### Work item
Locate the line that contains "Annotation guideline — the target class is white" in the entries below, then repeat it and every following line through the line that contains "Annotation guideline — the target class is twisted", exactly, and no others.

### Available records
----

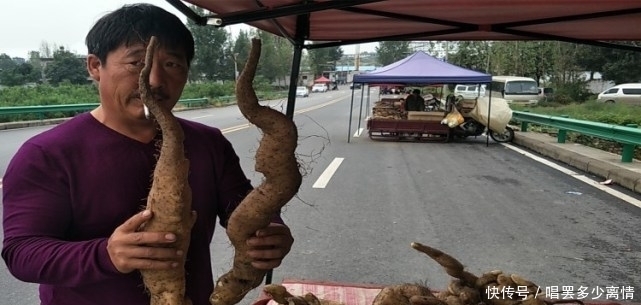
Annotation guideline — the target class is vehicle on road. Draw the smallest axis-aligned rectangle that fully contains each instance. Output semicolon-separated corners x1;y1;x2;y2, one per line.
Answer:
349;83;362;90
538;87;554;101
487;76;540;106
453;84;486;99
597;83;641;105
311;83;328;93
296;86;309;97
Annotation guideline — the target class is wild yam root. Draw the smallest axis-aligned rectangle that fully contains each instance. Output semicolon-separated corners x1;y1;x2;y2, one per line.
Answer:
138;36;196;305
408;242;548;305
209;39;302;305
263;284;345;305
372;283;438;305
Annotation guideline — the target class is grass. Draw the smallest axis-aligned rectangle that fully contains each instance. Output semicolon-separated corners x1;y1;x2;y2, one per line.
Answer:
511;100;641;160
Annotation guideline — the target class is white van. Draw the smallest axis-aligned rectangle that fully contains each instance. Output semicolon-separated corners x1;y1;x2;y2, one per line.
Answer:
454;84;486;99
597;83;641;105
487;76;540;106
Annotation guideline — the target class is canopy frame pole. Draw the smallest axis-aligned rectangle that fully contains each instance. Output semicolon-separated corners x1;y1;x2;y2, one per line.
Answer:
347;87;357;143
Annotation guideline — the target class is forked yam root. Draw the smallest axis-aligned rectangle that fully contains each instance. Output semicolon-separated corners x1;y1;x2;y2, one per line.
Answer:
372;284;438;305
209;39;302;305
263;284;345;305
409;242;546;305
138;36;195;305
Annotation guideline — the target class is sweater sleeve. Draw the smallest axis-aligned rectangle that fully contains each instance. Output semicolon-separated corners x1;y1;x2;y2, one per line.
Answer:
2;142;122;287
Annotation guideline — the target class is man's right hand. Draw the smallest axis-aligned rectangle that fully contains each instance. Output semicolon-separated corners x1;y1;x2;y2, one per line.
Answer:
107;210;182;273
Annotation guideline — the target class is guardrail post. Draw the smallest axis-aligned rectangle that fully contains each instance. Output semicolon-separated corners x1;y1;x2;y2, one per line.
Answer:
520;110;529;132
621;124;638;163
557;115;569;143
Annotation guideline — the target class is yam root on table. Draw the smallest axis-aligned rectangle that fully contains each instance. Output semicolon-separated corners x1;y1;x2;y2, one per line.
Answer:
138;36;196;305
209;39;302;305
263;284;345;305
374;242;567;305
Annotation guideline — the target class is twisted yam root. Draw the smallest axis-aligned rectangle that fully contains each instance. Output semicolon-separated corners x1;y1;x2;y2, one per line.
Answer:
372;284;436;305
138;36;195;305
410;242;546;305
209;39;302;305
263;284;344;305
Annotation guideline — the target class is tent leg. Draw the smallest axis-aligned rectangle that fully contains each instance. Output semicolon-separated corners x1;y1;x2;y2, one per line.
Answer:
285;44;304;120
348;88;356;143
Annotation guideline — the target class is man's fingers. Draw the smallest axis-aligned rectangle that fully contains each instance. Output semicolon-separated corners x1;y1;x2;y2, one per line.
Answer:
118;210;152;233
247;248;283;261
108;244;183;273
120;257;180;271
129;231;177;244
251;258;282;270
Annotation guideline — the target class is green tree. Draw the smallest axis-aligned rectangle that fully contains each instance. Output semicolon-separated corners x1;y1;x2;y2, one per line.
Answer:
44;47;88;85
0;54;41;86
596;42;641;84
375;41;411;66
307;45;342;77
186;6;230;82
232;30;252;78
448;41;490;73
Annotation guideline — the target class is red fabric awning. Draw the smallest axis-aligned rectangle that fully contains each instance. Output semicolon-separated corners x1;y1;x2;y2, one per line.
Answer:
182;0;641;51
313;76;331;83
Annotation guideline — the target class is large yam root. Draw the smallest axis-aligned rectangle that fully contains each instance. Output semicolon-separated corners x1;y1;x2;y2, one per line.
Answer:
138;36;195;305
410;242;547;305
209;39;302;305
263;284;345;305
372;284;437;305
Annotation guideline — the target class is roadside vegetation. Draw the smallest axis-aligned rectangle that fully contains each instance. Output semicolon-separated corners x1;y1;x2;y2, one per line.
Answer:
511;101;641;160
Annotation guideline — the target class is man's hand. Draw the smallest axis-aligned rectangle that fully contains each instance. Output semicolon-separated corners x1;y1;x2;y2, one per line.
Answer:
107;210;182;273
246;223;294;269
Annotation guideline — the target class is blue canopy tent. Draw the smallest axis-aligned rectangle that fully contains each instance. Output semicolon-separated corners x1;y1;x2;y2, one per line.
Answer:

----

### Written solution
Annotation guideline — the target class is white van. Draw the smallest axis-aligned rectangle that fully contains each instance. Output semicolon-separated corners x1;y1;x2;y2, one per line.
Answer:
454;84;486;99
597;83;641;105
487;76;540;106
Annotation guideline — the target class is canopy frame pole. Draw the smallest axis-aligned rectangle that fully contains each instance. Output semicolon-separated corners x1;y1;x2;y2, one per line.
Answer:
347;87;357;143
Annotation guideline — the target class is forked yam root. Draw the smallest axis-aligned rectangle that fully contains each instance. Output semicolon-separated corners x1;y1;x2;y2, one per line.
Answer:
372;284;438;305
209;39;302;305
263;284;345;305
409;242;546;305
138;36;195;305
Annotation guideline — the target class is sweater sleeve. Draw the smallest axis-aligned rectangle that fully contains each instance. Output semicolon-separated corners x1;y1;x2;y2, one per line.
Answer:
2;142;122;287
Annotation guideline — the target class is man's right hand. Draw the smallest axis-aligned rectangle that fully contains each instance. Output semicolon-separated corners x1;y1;x2;y2, one per line.
Answer:
107;210;182;273
Annotation guideline — the target class is guardrail post. Draw the smallest axis-aligned rectangle that fully contains each instance. Output semicolon-separated corners x1;y1;x2;y2, one per line.
Answer:
520;110;529;132
621;124;638;163
557;115;569;143
Annotation guideline — the target class is yam root on table. Draw the smallest axis-aligned rectangle that fully contains each instance. Output semicolon-separated corners x1;y1;x2;y2, one per line.
Answer:
138;36;196;305
209;39;302;305
263;284;345;305
374;242;567;305
Annotation guideline — the target class is twisted yam root. Draw the smallest axis-aligned rectangle that fully contains each instance. Output semicolon-separated corners x1;y1;x2;y2, one per line.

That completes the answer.